The entries shown here must be retyped in full, with no pictures included.

- - - -

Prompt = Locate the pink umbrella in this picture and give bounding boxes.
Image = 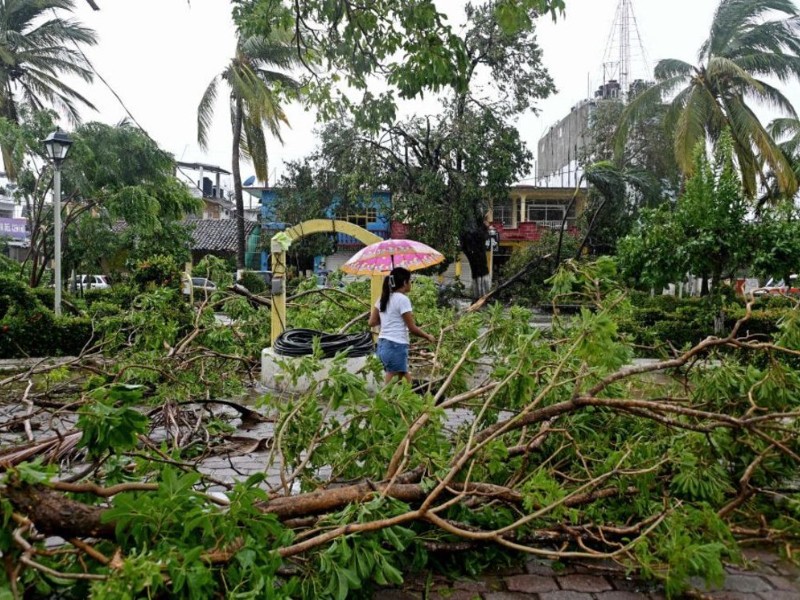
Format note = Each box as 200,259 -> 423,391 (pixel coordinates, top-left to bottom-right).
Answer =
340,239 -> 445,275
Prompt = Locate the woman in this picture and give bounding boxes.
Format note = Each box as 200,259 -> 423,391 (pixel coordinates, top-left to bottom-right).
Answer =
368,267 -> 436,384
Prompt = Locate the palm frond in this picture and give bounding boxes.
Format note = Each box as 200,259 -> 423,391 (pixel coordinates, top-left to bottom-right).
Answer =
240,33 -> 302,72
742,78 -> 797,117
653,58 -> 694,80
727,17 -> 800,59
706,55 -> 763,89
674,84 -> 720,175
242,113 -> 268,182
733,51 -> 800,83
197,76 -> 219,150
0,0 -> 96,126
702,0 -> 800,60
615,76 -> 687,159
768,117 -> 800,140
726,95 -> 798,197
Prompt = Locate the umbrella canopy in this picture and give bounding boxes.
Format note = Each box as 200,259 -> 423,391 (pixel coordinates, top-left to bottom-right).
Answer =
340,238 -> 445,275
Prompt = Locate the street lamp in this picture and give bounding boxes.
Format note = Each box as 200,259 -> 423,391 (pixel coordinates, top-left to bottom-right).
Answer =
42,128 -> 73,316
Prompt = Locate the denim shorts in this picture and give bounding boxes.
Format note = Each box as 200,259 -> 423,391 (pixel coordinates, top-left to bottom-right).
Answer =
376,338 -> 409,373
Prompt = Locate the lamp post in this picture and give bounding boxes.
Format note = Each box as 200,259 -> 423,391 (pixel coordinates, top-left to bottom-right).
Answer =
42,128 -> 73,316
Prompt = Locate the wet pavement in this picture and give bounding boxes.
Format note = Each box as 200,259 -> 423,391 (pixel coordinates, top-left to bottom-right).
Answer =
374,549 -> 800,599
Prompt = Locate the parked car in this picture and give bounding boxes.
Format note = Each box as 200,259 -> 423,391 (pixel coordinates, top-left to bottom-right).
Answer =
74,274 -> 111,290
754,274 -> 800,296
182,276 -> 217,296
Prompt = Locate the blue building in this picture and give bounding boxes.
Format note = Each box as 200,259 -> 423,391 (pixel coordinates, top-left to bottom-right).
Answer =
246,186 -> 391,272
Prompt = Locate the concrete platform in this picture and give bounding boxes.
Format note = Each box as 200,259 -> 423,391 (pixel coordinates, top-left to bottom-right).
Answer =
260,347 -> 378,393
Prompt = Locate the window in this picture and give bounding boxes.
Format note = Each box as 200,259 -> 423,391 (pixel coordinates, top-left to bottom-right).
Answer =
493,198 -> 514,227
526,200 -> 572,228
344,207 -> 378,228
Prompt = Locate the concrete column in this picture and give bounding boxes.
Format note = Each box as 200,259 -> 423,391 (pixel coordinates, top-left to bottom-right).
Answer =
270,248 -> 286,345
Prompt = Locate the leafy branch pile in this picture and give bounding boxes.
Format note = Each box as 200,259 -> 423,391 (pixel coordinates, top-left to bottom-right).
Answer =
0,262 -> 799,599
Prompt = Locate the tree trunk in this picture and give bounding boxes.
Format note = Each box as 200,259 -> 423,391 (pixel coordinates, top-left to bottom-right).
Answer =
460,228 -> 489,299
554,181 -> 582,268
574,197 -> 608,259
232,99 -> 246,271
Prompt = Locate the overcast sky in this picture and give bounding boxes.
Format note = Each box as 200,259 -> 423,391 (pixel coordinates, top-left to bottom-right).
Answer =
66,0 -> 800,188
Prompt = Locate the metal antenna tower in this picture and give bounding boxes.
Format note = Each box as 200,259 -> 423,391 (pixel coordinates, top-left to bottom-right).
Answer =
600,0 -> 650,100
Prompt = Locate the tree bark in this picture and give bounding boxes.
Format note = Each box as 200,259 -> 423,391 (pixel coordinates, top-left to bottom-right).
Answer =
460,228 -> 489,298
5,483 -> 115,539
232,98 -> 246,271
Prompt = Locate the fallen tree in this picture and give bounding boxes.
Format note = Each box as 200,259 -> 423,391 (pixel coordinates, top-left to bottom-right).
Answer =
1,262 -> 799,599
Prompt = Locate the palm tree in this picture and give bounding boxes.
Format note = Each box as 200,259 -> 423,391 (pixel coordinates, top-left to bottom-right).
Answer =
617,0 -> 800,198
755,116 -> 800,206
768,117 -> 800,158
0,0 -> 97,177
197,31 -> 300,270
554,161 -> 652,265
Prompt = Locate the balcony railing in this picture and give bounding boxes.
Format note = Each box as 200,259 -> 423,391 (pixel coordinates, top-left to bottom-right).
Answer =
535,219 -> 567,229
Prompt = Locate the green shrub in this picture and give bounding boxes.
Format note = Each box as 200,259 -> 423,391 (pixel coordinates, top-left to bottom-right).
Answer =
194,255 -> 234,289
620,296 -> 721,354
0,274 -> 96,357
82,287 -> 114,307
30,286 -> 55,309
239,270 -> 267,294
108,282 -> 140,310
0,312 -> 93,358
131,255 -> 182,291
620,293 -> 795,357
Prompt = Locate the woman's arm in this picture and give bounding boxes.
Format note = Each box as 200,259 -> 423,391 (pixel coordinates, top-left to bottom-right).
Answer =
368,307 -> 381,328
402,312 -> 435,343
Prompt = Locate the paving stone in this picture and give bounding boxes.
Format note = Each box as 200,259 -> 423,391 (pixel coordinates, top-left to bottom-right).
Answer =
742,549 -> 783,565
719,574 -> 772,593
761,574 -> 799,591
757,592 -> 800,600
484,593 -> 538,600
594,592 -> 645,599
774,561 -> 800,578
372,590 -> 422,599
505,575 -> 559,593
688,576 -> 718,592
569,559 -> 624,576
428,587 -> 483,600
706,593 -> 759,600
525,560 -> 558,576
538,592 -> 594,600
451,579 -> 492,592
556,574 -> 613,593
727,563 -> 780,576
400,573 -> 430,591
610,577 -> 657,594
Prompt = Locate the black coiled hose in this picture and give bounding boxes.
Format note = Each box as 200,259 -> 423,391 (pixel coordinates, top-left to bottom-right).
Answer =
273,328 -> 375,358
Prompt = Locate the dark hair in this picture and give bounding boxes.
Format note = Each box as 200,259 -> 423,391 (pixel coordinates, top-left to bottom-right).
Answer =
379,267 -> 411,312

- - - -

■ **Answer section**
Prompt = Locate the pink umbrella in this picture and give bounding boxes.
Image = 
Format note = Each box as 200,259 -> 423,391 (pixel coordinates, top-left to bottom-right).
Answer =
340,239 -> 445,275
Prompt = Locate the woman in this picture and give bounding boxes.
Format note = Each box as 200,259 -> 423,391 (pixel coordinates, top-left to bottom-right).
Answer =
368,267 -> 436,384
Prompt = Locate the palm frond in this picture and give bounding boxes.
Format note = Each box as 200,259 -> 423,391 (pixel coordinates, top-left to bottom-right).
Answer =
240,33 -> 302,72
742,78 -> 797,117
653,58 -> 694,80
727,17 -> 800,59
706,55 -> 763,89
674,84 -> 720,175
242,113 -> 268,182
733,51 -> 800,83
197,76 -> 219,150
0,0 -> 96,126
702,0 -> 800,60
615,76 -> 687,159
768,117 -> 800,140
726,95 -> 798,197
Prompt = Locate the umbrella canopy in this picture and give bounding boxes.
Format note = Each box as 200,259 -> 423,391 (pixel coordinates, top-left to bottom-right).
Answer =
340,238 -> 445,275
Prompt = Locate the street lamp in this picture and give bounding boxes.
Format note = Each box as 200,259 -> 423,391 (pixel coordinates, top-left to bottom-right).
Answer =
42,128 -> 73,316
Prompt = Locate the denim shorts in this picture and give bounding boxes.
Format note = Each box as 200,259 -> 423,391 (pixel coordinates, top-left to bottom-right).
Answer =
376,338 -> 409,373
Prompt = Locate the lamp post in this picture and give bounding boxes.
Format note = Each box as 200,259 -> 423,391 (pixel coordinates, top-left to bottom-right).
Answer =
42,128 -> 73,316
Prompt = Locate the wet pavement in this picture and give bounding boxes.
Format note = Each box as 200,259 -> 423,391 (pixel coordinates, top-left to bottom-right).
Answer =
374,549 -> 800,599
Prompt = Locate the parked car in this picture and give bounding boxes.
Format note = Each box as 200,259 -> 423,391 (pixel coordinates, top-left to bottom-right).
Answer =
74,274 -> 111,290
754,274 -> 800,296
182,276 -> 217,296
Prompt = Locate the blue building in this picture and give bounding boxes.
Format note = Each box as 200,259 -> 423,391 (pixel coordinates, top-left to bottom-right).
Answer =
246,186 -> 391,272
Prompt = Locate the concrete platform in this picture and give bounding boxes.
Format note = Each box as 200,259 -> 423,391 (pixel coordinates, top-left to bottom-right).
Answer =
260,347 -> 378,393
Prompt = Locate the window in this picture and give bounding boxes.
Format note = Each box as 200,259 -> 423,391 (pixel coordinates, top-left to bottom-right).
Answer =
493,198 -> 514,227
526,200 -> 572,228
344,207 -> 378,228
Prompt = Locate the concrete column in this picture and give bounding boxes.
Format note = Each box as 200,259 -> 423,391 (pixel coordinates, top-left to bottom-right).
Answer =
270,248 -> 286,345
Prompt = Locate the leafy branch pile in this picture and give bounding boxes.
Format note = Each box as 200,259 -> 423,391 (pixel coordinates, top-left to bottom-right).
Answer =
0,262 -> 799,599
Prompt = Locate the tree trunk in this picture and give bounding boxes.
Format note = Each box as 200,259 -> 423,391 (pixel coordinates, top-left to bottom-right).
Answer =
460,228 -> 489,299
554,181 -> 582,268
574,197 -> 608,259
232,99 -> 246,271
Prompt = Locate the overcast sky in this picture and give bounding boxes.
Format note = Each box as 200,259 -> 423,391 (pixel coordinates, top-left to bottom-right).
Answer =
66,0 -> 800,188
Prompt = Locate the metal antenna tower in this picture and give bounding boxes.
Format note = Each box as 200,259 -> 423,391 (pixel coordinates, top-left to bottom-right).
Answer =
600,0 -> 650,100
Prompt = Locate the tree bark in this picture and give bounding boxes.
Format note = Each box as 200,259 -> 423,391 (pixel coordinates, top-left to bottom-right).
Answer =
460,228 -> 489,298
5,483 -> 115,539
232,98 -> 246,271
Prompt = Locate the fallen tree in this picture and give bounding boxes.
Format note = Each box as 200,259 -> 423,391 (pixel coordinates, top-left to bottom-right).
Answer =
1,262 -> 799,599
Prompt = Locate the palm tree in this picture and give bounding boxes.
Format note = Each box as 200,259 -> 423,391 (pixel coordinates, top-left to bottom-right).
Answer =
617,0 -> 800,198
755,116 -> 800,206
768,117 -> 800,158
0,0 -> 97,177
197,31 -> 300,270
554,161 -> 652,265
Prompt = Locate the balcony railing in this picture and give bounding boxes.
Format note = Each box as 200,259 -> 423,391 (pixel coordinates, top-left to bottom-right).
Answer =
535,219 -> 567,229
Prompt = Locate the green shrub in this picture and give bounding boxes.
Format note = Each box as 200,259 -> 423,391 (pixel coordinates, top-left to bottom-right).
Answer =
194,255 -> 234,289
620,296 -> 721,354
0,274 -> 96,357
82,287 -> 114,307
30,286 -> 55,309
239,270 -> 267,294
108,282 -> 140,310
0,312 -> 93,358
131,255 -> 182,291
620,293 -> 795,357
Prompt = Locate the woman's arm in this picture and give bounding boxes.
Format note = Each box as 200,259 -> 423,391 (pixel coordinates, top-left to bottom-right).
Answer =
368,307 -> 381,328
402,312 -> 435,343
Prompt = Locate the paving stone in this picture and give bounding boxes.
Format note = Each box as 200,259 -> 423,391 (pixel coordinates, top-left to bottom-right).
Answer =
742,549 -> 783,565
719,574 -> 772,593
761,574 -> 799,591
757,592 -> 800,600
484,593 -> 538,600
594,592 -> 645,599
774,561 -> 800,578
372,590 -> 422,599
505,575 -> 559,593
688,576 -> 718,592
569,559 -> 624,576
428,587 -> 483,600
706,593 -> 759,600
525,560 -> 558,576
538,592 -> 594,600
451,579 -> 492,592
556,574 -> 613,593
727,563 -> 780,576
400,573 -> 430,591
610,577 -> 657,594
Prompt = Locate the black coiled hose in this picture and give bounding boxes.
Format note = Each box as 200,259 -> 423,391 (pixel coordinates, top-left to bottom-right).
Answer =
273,328 -> 375,358
Prompt = Locate the dark hair in this picture and give bounding boxes.
Format note = Each box as 200,259 -> 423,391 (pixel coordinates, top-left to bottom-right).
Answer =
379,267 -> 411,312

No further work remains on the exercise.